▸ **STUDY TEXT**:
---+---

# Building predictive disease models using Amazon SageMaker with Amazon HealthLake normalized data

In this post, we walk you through the steps to build machine learning (ML) models in Amazon SageMaker with data stored in Amazon HealthLake using two example predictive disease models we trained on sample data using the MIMIC-III dataset. This dataset was developed by the MIT lab for Computational Physiology and consists of de-identified healthcare data associated with approximately 60,000 ICU admissions. The dataset includes multiple attributes about the patients like their demographics, vital signs, and medications, along with their clinical notes. We first developed the models using the structured data such as demographics, vital signs, and medications. Then we augmented these models with additional data extracted and normalized from clinical notes to test and compare their performance. In both these experiments, we found an improvement in model performance when modelled as a supervised learning (classification) or an unsupervised learning (clustering) problem. We present our findings and the setup of the experiments in this post.

## Why multiple modalities?

Modality can be defined as the classification of a single independent sensory input/output between a computer and a human. For example, we can see objects and hear sounds by using our senses. These can be considered as two separate modalities. Datasets that represent multiple modalities are categorized as a multi-modal dataset. For instance, images can consist of tags that help search and organize them, and textual data can contain images to explain what’s in the image. When medical practitioners make clinical decisions, it’s usually based on information gathered from a variety of healthcare data modalities. A physician looks at patient’s observations, their past history, their scans, and even physical characteristics of the patient during the visit to make a definitive diagnosis. ML models need to take this into account when trying to achieve real-world performance. The post Building a medical image search platform on AWS shows how you can combine features from medical images and their corresponding radiology reports to create a medical image search platform. The challenge with creating such models is the preprocessing of these multi-modal datasets and extracting appropriate features from them.

## Amazon HealthLake makes it easier to train models on multi-modal data

Amazon HealthLake is a HIPAA eligible service that enables healthcare providers, health insurance companies, and pharmaceutical companies to store, transform, query, and analyze health data on the AWS Cloud at petabyte scale. As part of the transformation, Amazon HealthLake tags and indexes unstructured data using specialized ML models. These tags and indexes can be used to query and search as well as understand relationships in the data for analytics.

---+---

▸ **DATA UNDER STUDY**:
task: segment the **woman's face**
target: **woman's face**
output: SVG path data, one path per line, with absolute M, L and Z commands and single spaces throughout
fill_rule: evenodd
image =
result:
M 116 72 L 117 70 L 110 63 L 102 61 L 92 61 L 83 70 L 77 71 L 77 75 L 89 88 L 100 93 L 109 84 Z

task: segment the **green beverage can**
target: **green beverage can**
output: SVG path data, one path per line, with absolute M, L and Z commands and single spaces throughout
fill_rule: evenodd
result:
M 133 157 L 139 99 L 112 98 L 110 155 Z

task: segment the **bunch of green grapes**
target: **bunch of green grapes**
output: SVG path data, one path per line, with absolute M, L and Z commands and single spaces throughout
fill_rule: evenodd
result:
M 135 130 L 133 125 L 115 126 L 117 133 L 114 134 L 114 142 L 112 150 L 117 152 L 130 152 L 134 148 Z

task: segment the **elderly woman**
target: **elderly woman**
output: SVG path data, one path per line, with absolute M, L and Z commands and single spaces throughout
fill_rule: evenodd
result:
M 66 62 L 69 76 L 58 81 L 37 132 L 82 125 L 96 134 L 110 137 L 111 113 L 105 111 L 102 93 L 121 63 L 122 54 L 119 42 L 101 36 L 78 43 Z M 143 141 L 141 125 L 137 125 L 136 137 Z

---+---

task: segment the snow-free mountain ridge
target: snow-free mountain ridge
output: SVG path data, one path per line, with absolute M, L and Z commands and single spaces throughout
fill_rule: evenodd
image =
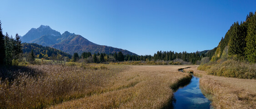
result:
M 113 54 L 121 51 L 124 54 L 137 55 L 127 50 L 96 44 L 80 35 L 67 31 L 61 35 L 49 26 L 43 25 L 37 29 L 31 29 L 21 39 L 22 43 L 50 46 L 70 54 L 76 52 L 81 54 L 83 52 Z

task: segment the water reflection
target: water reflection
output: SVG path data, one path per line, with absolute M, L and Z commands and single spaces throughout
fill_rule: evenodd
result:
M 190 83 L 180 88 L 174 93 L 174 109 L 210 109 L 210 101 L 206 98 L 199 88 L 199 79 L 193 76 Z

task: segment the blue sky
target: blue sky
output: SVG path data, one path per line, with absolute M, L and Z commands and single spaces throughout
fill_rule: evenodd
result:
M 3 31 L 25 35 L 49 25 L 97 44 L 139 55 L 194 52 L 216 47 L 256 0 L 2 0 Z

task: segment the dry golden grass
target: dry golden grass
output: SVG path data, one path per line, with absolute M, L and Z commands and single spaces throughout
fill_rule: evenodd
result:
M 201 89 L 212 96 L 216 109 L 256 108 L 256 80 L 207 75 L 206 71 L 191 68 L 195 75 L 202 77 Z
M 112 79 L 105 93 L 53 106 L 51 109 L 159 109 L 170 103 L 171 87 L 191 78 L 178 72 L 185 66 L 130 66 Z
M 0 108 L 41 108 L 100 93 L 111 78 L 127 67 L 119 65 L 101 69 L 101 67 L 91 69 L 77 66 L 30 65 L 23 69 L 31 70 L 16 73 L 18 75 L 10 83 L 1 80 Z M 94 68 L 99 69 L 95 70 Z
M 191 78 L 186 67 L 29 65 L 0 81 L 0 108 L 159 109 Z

---+---

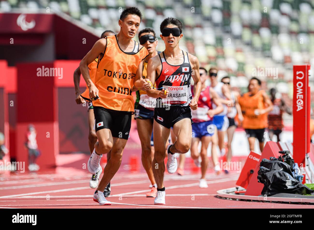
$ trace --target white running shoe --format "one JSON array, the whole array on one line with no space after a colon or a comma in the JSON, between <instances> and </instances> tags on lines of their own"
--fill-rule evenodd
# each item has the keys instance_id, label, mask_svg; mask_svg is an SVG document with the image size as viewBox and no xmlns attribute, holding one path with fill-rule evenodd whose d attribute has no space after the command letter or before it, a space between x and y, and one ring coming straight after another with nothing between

---+---

▸ **PARTS OF THE EXERCISE**:
1. Answer these questions about the text on predictive disease models:
(a) About how many ICU admissions is the data in the MIMIC-III dataset associated with?
(b) Which two senses does the text use as an example of two separate modalities?
(c) What does Amazon HealthLake use to tag and index unstructured data?
2. Rewrite the text on predictive disease models from "## Amazon HealthLake" up to and including "data for analytics.", changing "petabyte" to "terabyte".

▸ **EXERCISE ANSWERS**:
1.
(a) Approximately 60,000 ICU admissions.
(b) Seeing objects and hearing sounds.
(c) Specialized ML models.

2.
## Amazon HealthLake makes it easier to train models on multi-modal data

Amazon HealthLake is a HIPAA eligible service that enables healthcare providers, health insurance companies, and pharmaceutical companies to store, transform, query, and analyze health data on the AWS Cloud at terabyte scale. As part of the transformation, Amazon HealthLake tags and indexes unstructured data using specialized ML models. These tags and indexes can be used to query and search as well as understand relationships in the data for analytics.